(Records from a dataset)
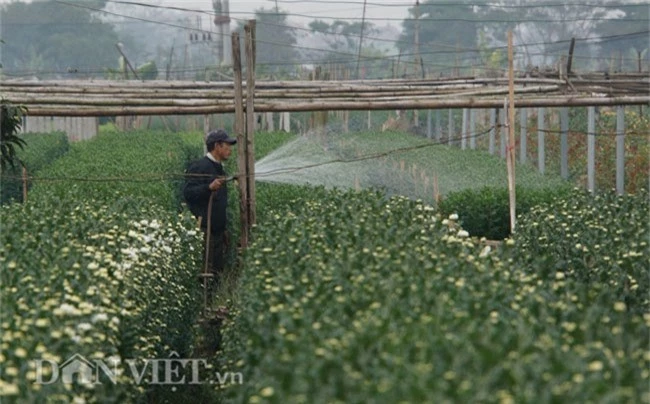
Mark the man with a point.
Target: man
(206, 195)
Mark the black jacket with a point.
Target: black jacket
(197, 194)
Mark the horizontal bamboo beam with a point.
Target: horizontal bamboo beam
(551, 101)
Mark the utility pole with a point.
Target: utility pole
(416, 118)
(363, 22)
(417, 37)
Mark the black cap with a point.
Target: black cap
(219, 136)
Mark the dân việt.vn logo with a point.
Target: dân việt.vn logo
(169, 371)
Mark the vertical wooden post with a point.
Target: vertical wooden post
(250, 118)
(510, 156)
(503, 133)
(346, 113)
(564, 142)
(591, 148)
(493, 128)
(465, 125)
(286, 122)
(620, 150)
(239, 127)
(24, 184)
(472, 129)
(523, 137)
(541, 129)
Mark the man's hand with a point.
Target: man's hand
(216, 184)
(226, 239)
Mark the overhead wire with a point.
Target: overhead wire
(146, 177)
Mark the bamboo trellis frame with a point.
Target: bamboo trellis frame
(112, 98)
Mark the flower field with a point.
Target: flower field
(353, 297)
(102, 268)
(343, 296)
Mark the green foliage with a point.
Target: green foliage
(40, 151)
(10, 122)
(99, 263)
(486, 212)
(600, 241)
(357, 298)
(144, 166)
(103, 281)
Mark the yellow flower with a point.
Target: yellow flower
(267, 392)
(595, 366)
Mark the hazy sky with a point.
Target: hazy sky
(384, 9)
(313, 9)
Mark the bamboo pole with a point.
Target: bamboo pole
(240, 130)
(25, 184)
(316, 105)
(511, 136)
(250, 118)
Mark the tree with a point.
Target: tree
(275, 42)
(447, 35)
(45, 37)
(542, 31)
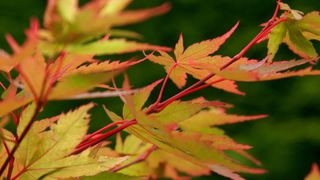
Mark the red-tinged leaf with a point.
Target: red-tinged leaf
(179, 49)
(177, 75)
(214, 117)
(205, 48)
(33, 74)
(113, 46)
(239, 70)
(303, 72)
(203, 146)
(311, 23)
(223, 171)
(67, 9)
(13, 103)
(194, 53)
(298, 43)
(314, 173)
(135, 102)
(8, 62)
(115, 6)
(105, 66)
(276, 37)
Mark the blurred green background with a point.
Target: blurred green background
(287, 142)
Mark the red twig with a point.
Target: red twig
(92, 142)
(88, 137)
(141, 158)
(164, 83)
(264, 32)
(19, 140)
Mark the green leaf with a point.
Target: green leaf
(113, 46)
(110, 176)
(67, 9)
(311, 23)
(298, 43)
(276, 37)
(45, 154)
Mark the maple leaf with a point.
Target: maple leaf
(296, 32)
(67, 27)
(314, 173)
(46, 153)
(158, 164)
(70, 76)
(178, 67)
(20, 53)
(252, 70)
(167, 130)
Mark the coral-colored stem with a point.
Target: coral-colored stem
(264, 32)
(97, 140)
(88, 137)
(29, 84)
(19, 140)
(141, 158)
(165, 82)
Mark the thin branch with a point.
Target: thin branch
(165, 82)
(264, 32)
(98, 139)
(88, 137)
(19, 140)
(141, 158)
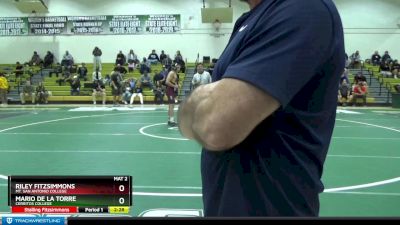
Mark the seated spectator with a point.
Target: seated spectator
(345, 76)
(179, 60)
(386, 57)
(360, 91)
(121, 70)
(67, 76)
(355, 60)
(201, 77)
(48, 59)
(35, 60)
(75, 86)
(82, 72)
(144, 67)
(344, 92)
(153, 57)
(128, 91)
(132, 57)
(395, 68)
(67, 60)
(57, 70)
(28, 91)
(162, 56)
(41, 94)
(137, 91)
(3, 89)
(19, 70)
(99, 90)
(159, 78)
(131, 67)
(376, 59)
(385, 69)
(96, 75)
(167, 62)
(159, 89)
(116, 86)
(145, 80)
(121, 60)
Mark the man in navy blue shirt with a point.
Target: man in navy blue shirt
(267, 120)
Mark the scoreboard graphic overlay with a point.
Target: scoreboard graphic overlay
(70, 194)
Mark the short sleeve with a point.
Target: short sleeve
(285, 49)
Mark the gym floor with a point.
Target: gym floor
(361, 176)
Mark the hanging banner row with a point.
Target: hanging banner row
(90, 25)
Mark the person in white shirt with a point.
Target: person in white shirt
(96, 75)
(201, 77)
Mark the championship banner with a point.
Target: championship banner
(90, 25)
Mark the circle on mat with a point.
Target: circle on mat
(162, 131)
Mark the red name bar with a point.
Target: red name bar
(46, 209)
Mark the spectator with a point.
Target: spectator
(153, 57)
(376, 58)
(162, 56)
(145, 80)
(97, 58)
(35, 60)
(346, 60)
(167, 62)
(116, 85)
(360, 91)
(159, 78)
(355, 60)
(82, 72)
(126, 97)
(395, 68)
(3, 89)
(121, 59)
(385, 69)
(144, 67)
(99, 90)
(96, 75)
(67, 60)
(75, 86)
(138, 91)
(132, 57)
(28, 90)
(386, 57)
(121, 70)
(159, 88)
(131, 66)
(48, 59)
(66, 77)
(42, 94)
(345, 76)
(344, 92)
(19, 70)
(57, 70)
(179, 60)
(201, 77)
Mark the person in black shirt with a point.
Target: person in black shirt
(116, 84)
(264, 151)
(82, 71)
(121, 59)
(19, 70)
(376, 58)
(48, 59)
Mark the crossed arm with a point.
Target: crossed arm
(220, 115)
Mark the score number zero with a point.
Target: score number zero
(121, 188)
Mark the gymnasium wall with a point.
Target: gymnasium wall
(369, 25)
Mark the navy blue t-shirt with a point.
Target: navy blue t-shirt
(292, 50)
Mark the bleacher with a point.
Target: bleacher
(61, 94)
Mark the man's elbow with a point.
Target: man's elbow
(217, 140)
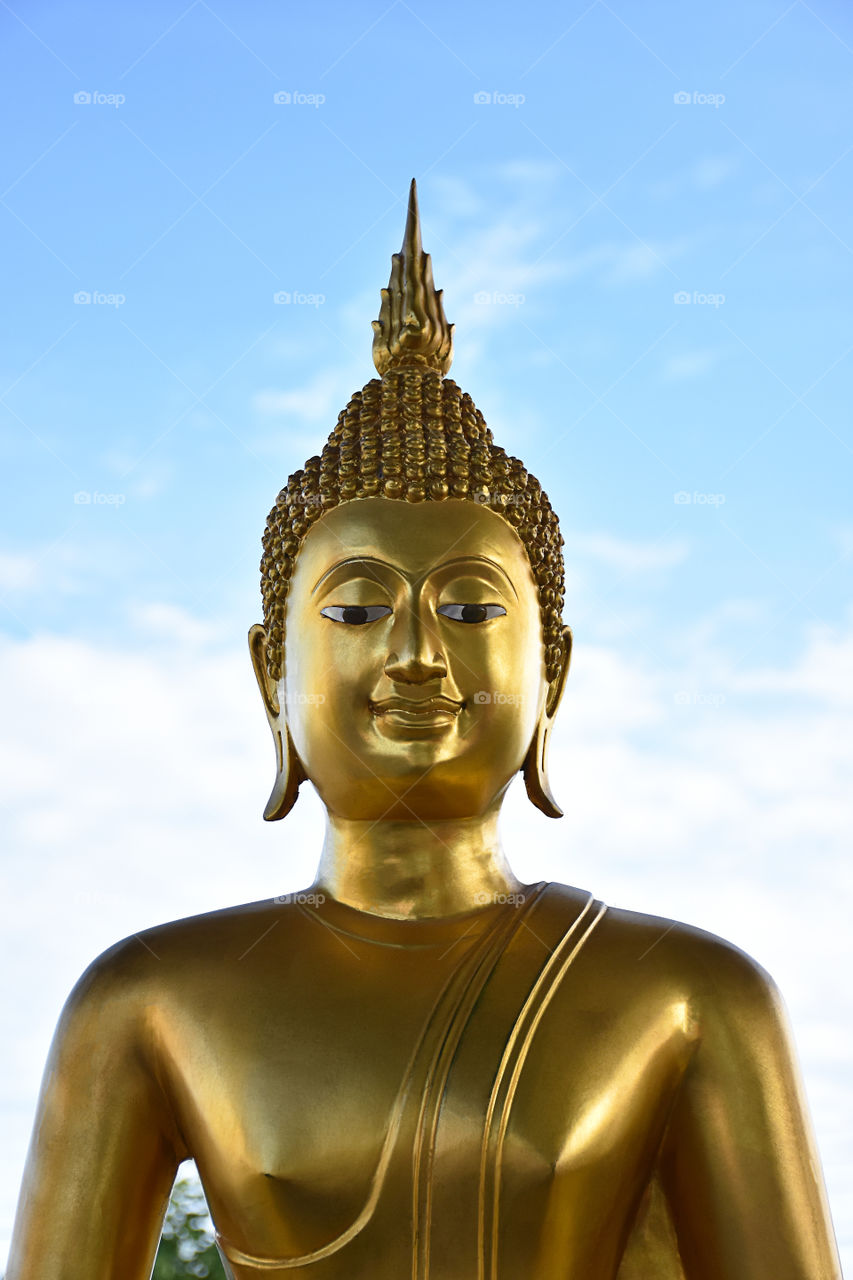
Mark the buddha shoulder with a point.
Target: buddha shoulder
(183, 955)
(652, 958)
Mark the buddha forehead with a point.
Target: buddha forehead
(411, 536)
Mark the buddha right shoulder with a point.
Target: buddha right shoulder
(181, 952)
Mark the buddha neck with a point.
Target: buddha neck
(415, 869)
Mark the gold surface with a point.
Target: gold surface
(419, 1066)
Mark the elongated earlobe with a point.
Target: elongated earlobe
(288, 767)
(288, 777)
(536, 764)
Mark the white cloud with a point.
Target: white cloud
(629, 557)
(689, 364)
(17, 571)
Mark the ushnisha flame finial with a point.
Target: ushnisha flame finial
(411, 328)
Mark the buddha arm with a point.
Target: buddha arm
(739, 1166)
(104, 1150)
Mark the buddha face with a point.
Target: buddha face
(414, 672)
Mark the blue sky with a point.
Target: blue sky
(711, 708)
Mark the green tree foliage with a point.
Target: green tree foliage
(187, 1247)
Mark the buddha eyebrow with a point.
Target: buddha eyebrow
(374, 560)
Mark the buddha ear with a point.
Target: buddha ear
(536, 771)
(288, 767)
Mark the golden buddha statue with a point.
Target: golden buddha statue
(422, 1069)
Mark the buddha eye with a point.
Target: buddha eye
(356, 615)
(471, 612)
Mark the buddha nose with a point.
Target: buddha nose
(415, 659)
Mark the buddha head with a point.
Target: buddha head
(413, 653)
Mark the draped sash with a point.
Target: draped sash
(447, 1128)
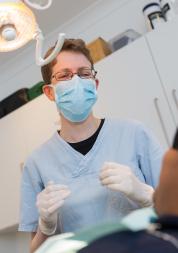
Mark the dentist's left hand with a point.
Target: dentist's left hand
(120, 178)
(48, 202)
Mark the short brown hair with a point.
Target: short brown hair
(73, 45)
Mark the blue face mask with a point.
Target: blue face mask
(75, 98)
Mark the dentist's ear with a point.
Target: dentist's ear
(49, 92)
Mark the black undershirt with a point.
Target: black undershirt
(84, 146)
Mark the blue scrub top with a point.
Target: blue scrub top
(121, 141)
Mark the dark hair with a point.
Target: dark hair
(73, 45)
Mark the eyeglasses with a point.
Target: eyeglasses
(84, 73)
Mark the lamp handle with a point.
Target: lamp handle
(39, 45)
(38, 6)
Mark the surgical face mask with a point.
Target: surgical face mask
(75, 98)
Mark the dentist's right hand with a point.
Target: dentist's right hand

STATED GOAL — In your copy, repeat each record exactly and include no pictures.

OUTPUT FOR THIS TASK —
Mark the man with a point.
Target: man
(206, 195)
Mark the black jacket with a point.
Target: black jacket
(197, 194)
Mark the horizontal bamboo beam with a point.
Target: horizontal bamboo beam
(551, 101)
Mark the utility pole with a point.
Target: utility pole
(416, 118)
(363, 22)
(417, 37)
Mark the black cap with a point.
Target: black cap
(219, 136)
Mark the dân việt.vn logo with a point.
Target: dân việt.vn logo
(169, 371)
Mark the vertical wooden post with a point.
Target: vertical wooden post
(250, 118)
(510, 156)
(503, 133)
(346, 113)
(564, 142)
(591, 148)
(493, 128)
(465, 125)
(286, 122)
(620, 150)
(239, 127)
(24, 184)
(472, 129)
(523, 137)
(541, 129)
Mark the man's hand with a point.
Target: man's hand
(216, 184)
(226, 239)
Mark the overhead wire with a point.
Target: overhead wire
(146, 177)
Mark the bamboo trellis frame with a point.
Target: bamboo trellis frame
(112, 98)
Mark the flower field with a point.
Target: flower field
(353, 297)
(102, 268)
(343, 296)
Mark the green foliage with a point.
Target: green foliage
(40, 151)
(10, 122)
(99, 263)
(486, 212)
(600, 241)
(357, 298)
(144, 166)
(103, 281)
Mark the yellow flower with a point.
Target: yellow flower
(267, 392)
(595, 366)
Mark the hazy sky with a point.
Target: hazy sky
(384, 9)
(313, 9)
Mark the bamboo pole with a point.
Target: bamboo pole
(240, 130)
(25, 184)
(316, 105)
(511, 136)
(250, 118)
Mark the tree with a point.
Target: tree
(275, 42)
(447, 35)
(45, 37)
(542, 31)
Mark the red-tinged leaf with a point.
Target: red-tinged leaf
(179, 49)
(177, 75)
(214, 117)
(205, 48)
(33, 74)
(113, 46)
(239, 70)
(303, 72)
(203, 146)
(311, 23)
(223, 171)
(67, 9)
(13, 103)
(194, 53)
(298, 43)
(314, 173)
(135, 102)
(8, 62)
(115, 6)
(105, 66)
(276, 37)
Mark the blurred green background with a point.
Target: blurred green background
(287, 142)
Mark the red twig with a point.
Target: red twig
(92, 142)
(88, 137)
(141, 158)
(164, 83)
(264, 32)
(19, 140)
Mark the green leaf with a point.
Target: green leaf
(113, 46)
(110, 176)
(67, 9)
(311, 23)
(298, 43)
(276, 37)
(45, 154)
Mark the maple leaf with a point.
Target: maple leaf
(296, 32)
(67, 27)
(314, 173)
(46, 153)
(158, 164)
(70, 76)
(178, 67)
(20, 53)
(252, 70)
(167, 130)
Mark the coral-colored stem with a point.
Target: coral-colored stem
(264, 32)
(97, 140)
(88, 137)
(29, 84)
(19, 140)
(141, 158)
(165, 82)
Mark the thin branch with a point.
Target: thin branch
(165, 82)
(264, 32)
(98, 139)
(88, 137)
(19, 140)
(141, 158)
Mark the seated spectator with a point.
Target: seated spectator
(345, 76)
(179, 60)
(386, 57)
(360, 91)
(121, 70)
(67, 76)
(355, 60)
(201, 77)
(48, 59)
(35, 60)
(75, 86)
(82, 72)
(144, 67)
(344, 92)
(153, 57)
(128, 91)
(132, 57)
(395, 68)
(67, 60)
(57, 70)
(28, 91)
(162, 56)
(41, 94)
(137, 91)
(3, 89)
(19, 70)
(99, 90)
(159, 78)
(131, 67)
(376, 59)
(385, 69)
(96, 75)
(167, 62)
(159, 89)
(116, 86)
(145, 80)
(121, 60)
Mark the man in navy blue shirt with a point.
Target: man in navy blue shirt
(267, 120)
Mark the scoreboard graphic overlay with a point.
Target: scoreboard graphic overlay
(70, 194)
Mark the short sleeve with a point.
Target: short sleeve
(285, 49)
Mark the gym floor with a point.
Target: gym floor
(361, 176)
Mark the hanging banner row with a point.
Target: hanging banner row
(90, 25)
Mark the person in white shirt with a point.
Target: person in white shirt
(96, 75)
(201, 77)
Mark the championship banner with a point.
Target: championship banner
(90, 25)
Mark the circle on mat with a point.
Target: circle on mat
(162, 131)
Mark the red name bar with a point.
Target: red name bar
(46, 209)
Mark the spectator with a point.
Target: spectator
(153, 57)
(376, 58)
(162, 56)
(145, 80)
(97, 58)
(35, 60)
(346, 60)
(167, 62)
(116, 85)
(360, 91)
(159, 78)
(355, 60)
(82, 72)
(126, 97)
(395, 68)
(3, 89)
(121, 59)
(385, 69)
(144, 67)
(99, 90)
(96, 75)
(67, 60)
(75, 86)
(138, 91)
(132, 57)
(28, 90)
(386, 57)
(121, 70)
(159, 88)
(131, 66)
(48, 59)
(66, 77)
(42, 94)
(345, 76)
(344, 92)
(19, 70)
(57, 70)
(179, 60)
(201, 77)
Mark the person in black shirt with a point.
Target: person in black shirt
(116, 84)
(264, 151)
(82, 71)
(121, 59)
(19, 70)
(376, 58)
(48, 59)
Mark the crossed arm with a point.
Target: crossed arm
(220, 115)
Mark the score number zero with a point.
Target: score number zero
(121, 188)
Mark the gymnasium wall with a point.
Target: gymnasium wall
(369, 25)
Mark the navy blue t-shirt with a point.
Target: navy blue t-shirt
(292, 50)
Mark the bleacher with a point.
Target: bleacher
(61, 94)
Mark the man's elbow with a point.
Target: man's elbow
(217, 140)
Mark the buddha shoulder with a point.
Target: buddha shoulder
(183, 955)
(652, 958)
Mark the buddha forehead with a point.
Target: buddha forehead
(411, 536)
Mark the buddha right shoulder with a point.
Target: buddha right shoulder
(181, 952)
Mark the buddha neck with a point.
Target: buddha neck
(415, 869)
Mark the gold surface with a point.
Target: gold surface
(419, 1066)
Mark the elongated earlobe with a point.
Target: elongated earlobe
(288, 767)
(288, 777)
(536, 764)
Mark the white cloud with a point.
Target: white cloud
(629, 557)
(689, 364)
(17, 571)
Mark the ushnisha flame finial with a point.
Target: ushnisha flame finial
(411, 328)
Mark the buddha arm with a point.
Target: buddha arm
(739, 1166)
(104, 1150)
Mark the buddha face with a point.
Target: buddha face
(414, 672)
Mark the blue sky with a point.
Target: blue sky
(711, 708)
Mark the green tree foliage with a point.
Target: green tree foliage
(187, 1247)
Mark the buddha eyebrow with a point.
Target: buddha eyebrow
(374, 560)
Mark the buddha ear with a point.
Target: buddha ear
(536, 771)
(288, 767)
Mark the golden buddha statue with a point.
Target: golden buddha statue
(422, 1069)
Mark the buddha eye with a point.
Target: buddha eye
(356, 615)
(471, 612)
Mark the buddha nose with a point.
Target: buddha nose
(415, 659)
Mark the buddha head with a point.
Target: buddha head
(413, 653)
Mark the draped sash with a point.
Target: draped sash
(447, 1128)
Mark the dentist's left hand with a point.
Target: dentist's left hand
(120, 178)
(48, 202)
Mark the short brown hair with a point.
Target: short brown hair
(73, 45)
Mark the blue face mask with a point.
Target: blue face mask
(75, 98)
Mark the dentist's ear with a point.
Target: dentist's ear
(49, 92)
Mark the black undershirt with a point.
Target: black undershirt
(84, 146)
Mark the blue scrub top with a point.
Target: blue scrub top
(121, 141)
Mark the dark hair with a point.
Target: dark hair
(73, 45)
Mark the eyeglasses with a point.
Target: eyeglasses
(84, 73)
Mark the lamp handle with a point.
Target: lamp handle
(39, 45)
(38, 6)
Mark the surgical face mask with a point.
Target: surgical face mask
(75, 98)
Mark the dentist's right hand with a point.
Target: dentist's right hand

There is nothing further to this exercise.